The anonymous questions about your dating life during the drinking games are a bit suspicious, especially if everyone else's were more PG. Seems like they might be trying to get info from you indirectly. And the whole thing with your female friend and the picture of your ex is kinda weird too - why ask for it but not offer anything in return?
I wouldn't say you're being paranoid though. It's totally understandable to be a little suspicious when you start noticing patterns like that. Your friends should be upfront with you, not sneaking around behind your back.
The best thing to do is just be cool about it for now. Don't call them out directly or get all confrontational. Just keep an eye out for any other shady behavior. If it keeps happening, you might wanna have an honest conversation with them about it.
In the meantime, try to focus on building that comfort level with the shy girl yourself. Get to know her better, let her warm up to you at her own pace. Don't let your friends' possible meddling get in the way of that. Who knows, maybe once she's feeling more confident, she'll work up the nerve to just talk to you herself.
Just play it cool, my man. Don't let the drama get to you. If your friends are really trying to pull some sneaky stuff, they'll probably back off once they realize it's not working. In the end, the best way forward is to just be upfront and genuine with everyone involved. You got this!
Maybe if you are still in high school.
Yes, it’s a high school setting so it’s plausible. I just feel like im gaslighting myself like crazy when there seems to be a pattern of this behaviour.
We did this in high school all the time.

• _Work instruction 1_:
Identify each line of the listing below that contains the string "block", with case counting, and copy those lines.

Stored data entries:
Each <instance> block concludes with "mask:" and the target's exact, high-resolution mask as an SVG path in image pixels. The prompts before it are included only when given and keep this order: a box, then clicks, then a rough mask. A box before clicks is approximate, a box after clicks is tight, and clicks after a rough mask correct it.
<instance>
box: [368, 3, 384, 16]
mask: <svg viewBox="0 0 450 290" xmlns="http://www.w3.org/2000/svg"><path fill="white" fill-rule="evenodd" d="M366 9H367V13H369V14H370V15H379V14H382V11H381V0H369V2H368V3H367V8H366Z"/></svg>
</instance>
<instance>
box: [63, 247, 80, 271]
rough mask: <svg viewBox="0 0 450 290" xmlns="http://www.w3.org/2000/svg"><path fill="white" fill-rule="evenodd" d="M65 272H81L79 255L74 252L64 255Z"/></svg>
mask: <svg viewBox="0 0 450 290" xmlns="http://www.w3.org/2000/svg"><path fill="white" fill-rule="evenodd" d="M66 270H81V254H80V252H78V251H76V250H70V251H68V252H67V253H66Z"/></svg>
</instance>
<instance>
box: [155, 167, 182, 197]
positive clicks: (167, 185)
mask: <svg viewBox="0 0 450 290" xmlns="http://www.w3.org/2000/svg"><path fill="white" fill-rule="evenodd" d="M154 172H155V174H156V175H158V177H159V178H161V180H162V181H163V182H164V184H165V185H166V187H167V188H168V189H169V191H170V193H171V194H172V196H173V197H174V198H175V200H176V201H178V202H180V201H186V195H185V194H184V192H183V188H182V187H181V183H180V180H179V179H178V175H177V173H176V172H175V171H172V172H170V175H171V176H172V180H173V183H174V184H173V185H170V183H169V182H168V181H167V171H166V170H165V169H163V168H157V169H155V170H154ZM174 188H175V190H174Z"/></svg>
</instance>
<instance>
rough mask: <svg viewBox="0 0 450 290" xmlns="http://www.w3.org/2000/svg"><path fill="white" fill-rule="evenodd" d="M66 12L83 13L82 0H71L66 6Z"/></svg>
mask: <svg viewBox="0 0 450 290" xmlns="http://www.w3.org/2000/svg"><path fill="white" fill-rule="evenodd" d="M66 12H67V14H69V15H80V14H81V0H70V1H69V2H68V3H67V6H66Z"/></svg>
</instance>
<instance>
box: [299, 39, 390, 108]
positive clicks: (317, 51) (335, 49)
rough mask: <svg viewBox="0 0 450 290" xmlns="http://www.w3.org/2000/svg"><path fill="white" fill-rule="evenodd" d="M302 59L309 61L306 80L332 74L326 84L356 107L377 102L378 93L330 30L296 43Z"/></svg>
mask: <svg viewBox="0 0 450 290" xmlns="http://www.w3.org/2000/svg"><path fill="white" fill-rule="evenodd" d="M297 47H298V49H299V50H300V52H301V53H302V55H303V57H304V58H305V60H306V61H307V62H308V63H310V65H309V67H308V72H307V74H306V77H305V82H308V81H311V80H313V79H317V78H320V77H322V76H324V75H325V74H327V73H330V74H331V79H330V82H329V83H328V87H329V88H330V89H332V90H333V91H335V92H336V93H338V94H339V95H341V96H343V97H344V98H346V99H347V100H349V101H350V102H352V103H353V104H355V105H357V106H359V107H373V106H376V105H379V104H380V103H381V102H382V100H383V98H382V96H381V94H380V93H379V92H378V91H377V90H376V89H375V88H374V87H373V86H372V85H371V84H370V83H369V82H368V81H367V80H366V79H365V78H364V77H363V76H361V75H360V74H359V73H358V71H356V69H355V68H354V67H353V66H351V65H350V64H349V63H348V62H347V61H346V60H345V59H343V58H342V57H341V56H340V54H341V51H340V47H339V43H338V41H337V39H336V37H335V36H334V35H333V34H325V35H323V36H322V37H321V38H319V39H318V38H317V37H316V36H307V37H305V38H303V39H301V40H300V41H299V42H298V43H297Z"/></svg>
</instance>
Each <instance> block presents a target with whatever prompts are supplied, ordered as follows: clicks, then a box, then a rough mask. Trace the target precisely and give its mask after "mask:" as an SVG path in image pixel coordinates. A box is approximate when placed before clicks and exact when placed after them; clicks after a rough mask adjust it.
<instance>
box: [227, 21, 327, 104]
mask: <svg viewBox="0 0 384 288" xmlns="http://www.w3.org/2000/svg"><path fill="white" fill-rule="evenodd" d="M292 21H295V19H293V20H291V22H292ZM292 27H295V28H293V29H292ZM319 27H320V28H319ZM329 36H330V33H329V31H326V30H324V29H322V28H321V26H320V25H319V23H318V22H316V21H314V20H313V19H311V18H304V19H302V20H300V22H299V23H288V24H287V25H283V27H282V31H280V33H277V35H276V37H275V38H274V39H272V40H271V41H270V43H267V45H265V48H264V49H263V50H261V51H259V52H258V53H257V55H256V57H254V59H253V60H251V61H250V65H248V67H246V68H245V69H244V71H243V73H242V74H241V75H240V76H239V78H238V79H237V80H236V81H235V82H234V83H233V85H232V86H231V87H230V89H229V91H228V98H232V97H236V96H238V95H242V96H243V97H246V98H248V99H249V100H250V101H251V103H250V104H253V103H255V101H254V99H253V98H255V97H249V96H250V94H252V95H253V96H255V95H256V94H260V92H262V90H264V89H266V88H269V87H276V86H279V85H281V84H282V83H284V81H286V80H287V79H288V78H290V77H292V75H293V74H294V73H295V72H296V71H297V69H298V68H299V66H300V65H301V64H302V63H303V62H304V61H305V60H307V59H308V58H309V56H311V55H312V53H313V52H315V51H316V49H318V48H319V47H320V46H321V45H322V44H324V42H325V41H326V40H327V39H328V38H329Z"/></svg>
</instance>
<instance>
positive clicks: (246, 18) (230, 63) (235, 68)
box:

• _Work instruction 2_:
Quote every sentence in the advice text about the suspicious friends that begins with "Don't".

• _Answer area 1_:
Each <instance> block concludes with "mask:" and the target's exact, high-resolution mask as an SVG path in image pixels. The prompts before it are included only when given and keep this order: a box, then clicks, then a rough mask. A box before clicks is approximate, a box after clicks is tight, and clicks after a rough mask correct it.
Each <instance> block presents a target with whatever prompts are supplied, ordered as follows: clicks, then a box, then a rough mask. Trace the target precisely and give its mask after "mask:" as an SVG path in image pixel coordinates. A box is approximate when placed before clicks and exact when placed after them; clicks after a rough mask adjust it.

• _Answer area 2_:
Don't call them out directly or get all confrontational.
Don't let your friends' possible meddling get in the way of that.
Don't let the drama get to you.